> What you have to do:
Print out each entry below exactly, please.

+++ Information shown

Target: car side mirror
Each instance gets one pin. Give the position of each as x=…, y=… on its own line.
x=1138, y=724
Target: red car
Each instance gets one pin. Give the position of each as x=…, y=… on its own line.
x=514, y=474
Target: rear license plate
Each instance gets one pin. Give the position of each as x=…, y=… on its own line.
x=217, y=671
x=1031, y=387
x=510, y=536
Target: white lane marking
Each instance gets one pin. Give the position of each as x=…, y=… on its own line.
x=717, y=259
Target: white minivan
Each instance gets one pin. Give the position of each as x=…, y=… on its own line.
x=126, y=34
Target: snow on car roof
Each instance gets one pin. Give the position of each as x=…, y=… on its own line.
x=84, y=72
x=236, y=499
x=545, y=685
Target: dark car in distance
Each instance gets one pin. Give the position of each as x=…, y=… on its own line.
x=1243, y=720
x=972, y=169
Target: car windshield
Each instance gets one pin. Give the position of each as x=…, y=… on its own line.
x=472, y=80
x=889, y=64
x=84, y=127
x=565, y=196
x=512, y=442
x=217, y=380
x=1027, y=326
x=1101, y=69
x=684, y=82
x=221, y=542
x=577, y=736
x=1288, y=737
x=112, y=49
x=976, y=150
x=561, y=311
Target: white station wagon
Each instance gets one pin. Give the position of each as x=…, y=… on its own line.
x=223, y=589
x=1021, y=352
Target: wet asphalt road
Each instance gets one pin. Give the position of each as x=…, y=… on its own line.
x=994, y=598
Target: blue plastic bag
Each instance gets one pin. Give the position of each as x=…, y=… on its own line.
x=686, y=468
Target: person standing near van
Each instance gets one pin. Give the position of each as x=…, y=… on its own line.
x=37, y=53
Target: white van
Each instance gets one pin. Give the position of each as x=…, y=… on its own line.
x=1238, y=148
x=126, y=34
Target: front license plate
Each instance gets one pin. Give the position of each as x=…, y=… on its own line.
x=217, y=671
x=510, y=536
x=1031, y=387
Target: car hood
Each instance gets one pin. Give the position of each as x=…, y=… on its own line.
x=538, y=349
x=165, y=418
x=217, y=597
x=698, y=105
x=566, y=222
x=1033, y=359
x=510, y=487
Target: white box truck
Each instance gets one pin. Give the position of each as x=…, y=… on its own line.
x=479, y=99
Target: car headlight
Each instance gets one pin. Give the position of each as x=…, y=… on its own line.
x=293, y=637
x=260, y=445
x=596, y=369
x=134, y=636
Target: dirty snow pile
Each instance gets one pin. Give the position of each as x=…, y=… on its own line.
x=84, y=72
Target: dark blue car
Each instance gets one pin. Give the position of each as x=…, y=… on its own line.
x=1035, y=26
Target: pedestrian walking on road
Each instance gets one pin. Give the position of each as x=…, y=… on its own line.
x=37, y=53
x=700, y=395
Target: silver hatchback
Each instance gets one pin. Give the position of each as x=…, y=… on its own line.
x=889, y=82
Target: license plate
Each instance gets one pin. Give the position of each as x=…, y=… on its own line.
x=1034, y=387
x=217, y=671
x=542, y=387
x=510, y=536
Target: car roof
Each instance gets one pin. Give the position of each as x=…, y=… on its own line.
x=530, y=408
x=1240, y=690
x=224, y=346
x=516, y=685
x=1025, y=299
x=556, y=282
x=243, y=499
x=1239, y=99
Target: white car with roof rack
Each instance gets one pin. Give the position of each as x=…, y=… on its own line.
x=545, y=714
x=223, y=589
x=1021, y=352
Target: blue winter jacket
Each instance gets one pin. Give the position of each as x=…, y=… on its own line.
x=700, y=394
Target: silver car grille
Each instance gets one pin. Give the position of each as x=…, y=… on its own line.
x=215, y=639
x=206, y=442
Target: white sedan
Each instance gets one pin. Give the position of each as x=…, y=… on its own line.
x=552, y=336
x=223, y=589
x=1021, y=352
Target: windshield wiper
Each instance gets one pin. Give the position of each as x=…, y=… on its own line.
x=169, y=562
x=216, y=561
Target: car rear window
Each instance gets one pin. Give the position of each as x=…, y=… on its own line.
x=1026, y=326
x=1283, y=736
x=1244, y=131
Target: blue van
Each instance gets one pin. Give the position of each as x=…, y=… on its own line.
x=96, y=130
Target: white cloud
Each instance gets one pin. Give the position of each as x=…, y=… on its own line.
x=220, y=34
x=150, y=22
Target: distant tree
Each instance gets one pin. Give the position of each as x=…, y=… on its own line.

++++++

> Problem solution:
Target: car side mirror
Each instance gets one pin. Give the position of each as x=…, y=… on its own line.
x=1138, y=724
Target: red car
Each instance gets one pin. Give the position of each as x=…, y=… on its own line.
x=514, y=474
Target: rear license plate
Each instance gets one pin. Give the position of each as x=…, y=… on its own line.
x=217, y=671
x=1031, y=387
x=510, y=536
Target: white lane marking
Each instance gets one pin. Give the position of each as x=…, y=… on its own line.
x=717, y=259
Target: white minivan
Each instance gets one pin. Give the position of each as x=…, y=… on its own line.
x=126, y=34
Target: snow on car roof
Each instance gets one pin. Give the position of each as x=…, y=… on its own line.
x=84, y=72
x=236, y=499
x=545, y=685
Target: dark car in distance
Each instance gets one pin. Give the position of each as x=…, y=… on its own line.
x=1243, y=720
x=972, y=169
Target: car windshield
Each instance gets one pin. Give the position of each as x=…, y=… on its own line.
x=472, y=80
x=889, y=64
x=84, y=127
x=565, y=196
x=512, y=442
x=217, y=380
x=1027, y=326
x=1101, y=69
x=684, y=82
x=221, y=542
x=577, y=736
x=1288, y=737
x=112, y=49
x=976, y=150
x=561, y=311
Target: white station wagon
Each instance gets one pin. Give the position of each as x=…, y=… on its own line.
x=223, y=589
x=1021, y=352
Target: wet asphalt road
Each instance gets one pin. Give the position of each as x=…, y=… on its own line.
x=994, y=598
Target: blue plastic bag
Each instance gets one pin. Give the position of each as x=…, y=… on its own line.
x=686, y=468
Target: person standing near van
Each instance gets one pin. Give the position of each as x=…, y=… on its own line.
x=37, y=53
Target: white van
Each instance gets one pin. Give the position of each as x=…, y=… on its own line.
x=1238, y=148
x=126, y=34
Target: front license plate
Each instance gets one pin. Give the position of each as x=…, y=… on its own line.
x=217, y=671
x=510, y=536
x=1031, y=387
Target: car hood
Each instance gets one pin. Give the position of each as x=…, y=… on its own line.
x=538, y=349
x=165, y=418
x=217, y=597
x=698, y=105
x=566, y=222
x=1033, y=359
x=510, y=487
Target: white box truck
Each instance gets one pin. Give the position of each as x=…, y=… on its own line.
x=479, y=99
Target: car headlight
Each instance gets one pin. Give the position of each as x=…, y=… on its own line.
x=293, y=637
x=260, y=445
x=596, y=369
x=134, y=636
Target: dirty snow pile
Each instance gets one pin. Give the position of each as x=…, y=… on its own line.
x=84, y=72
Target: dark blue car
Each instance gets one pin. Give the position of each as x=…, y=… on its own line.
x=1035, y=26
Target: pedestrian walking on road
Each instance gets one pin. Give the position of each as x=…, y=… on its own line.
x=37, y=53
x=700, y=395
Target: silver hatchback
Each instance gets one pin. Give the position of each as x=…, y=… on its own line.
x=889, y=82
Target: license plate
Each instance gets one pin. Give the position of each as x=…, y=… on its own line.
x=1034, y=387
x=217, y=671
x=542, y=387
x=510, y=536
Target: car roof
Each instance gets one pin. Give the position of each as x=…, y=… on its own line.
x=530, y=408
x=1240, y=690
x=224, y=346
x=516, y=685
x=1025, y=299
x=556, y=282
x=243, y=499
x=1239, y=99
Target: white car with roof rack
Each instance gets one pin. Give the position of each as x=…, y=… on its own line.
x=545, y=714
x=223, y=589
x=1021, y=352
Target: blue winter jacket
Each instance gets one pin. Give the position of each as x=…, y=… on its own line.
x=700, y=394
Target: silver car grille
Each instance gets one pin. Give the position of each as x=…, y=… on its own line.
x=215, y=639
x=206, y=442
Target: white sedan
Each instance gets one pin. Give the position of each as x=…, y=… on its own line.
x=552, y=336
x=223, y=589
x=1021, y=352
Target: windshield wiper
Each instance gets one pin. Give the position of each as x=…, y=… on its own line.
x=169, y=562
x=216, y=561
Target: car rear window
Each instance gets one pin. Give the position of each as x=…, y=… on its own line.
x=1026, y=326
x=1283, y=736
x=1244, y=131
Target: blue van
Each instance gets one pin. Give the position of each as x=…, y=… on its own line.
x=96, y=130
Target: white cloud
Each instance gets one pin. Give the position of each as x=…, y=… on its own line.
x=220, y=34
x=150, y=22
Target: distant tree
Each instance gets one pin. Give the position of each as x=…, y=… on its own line.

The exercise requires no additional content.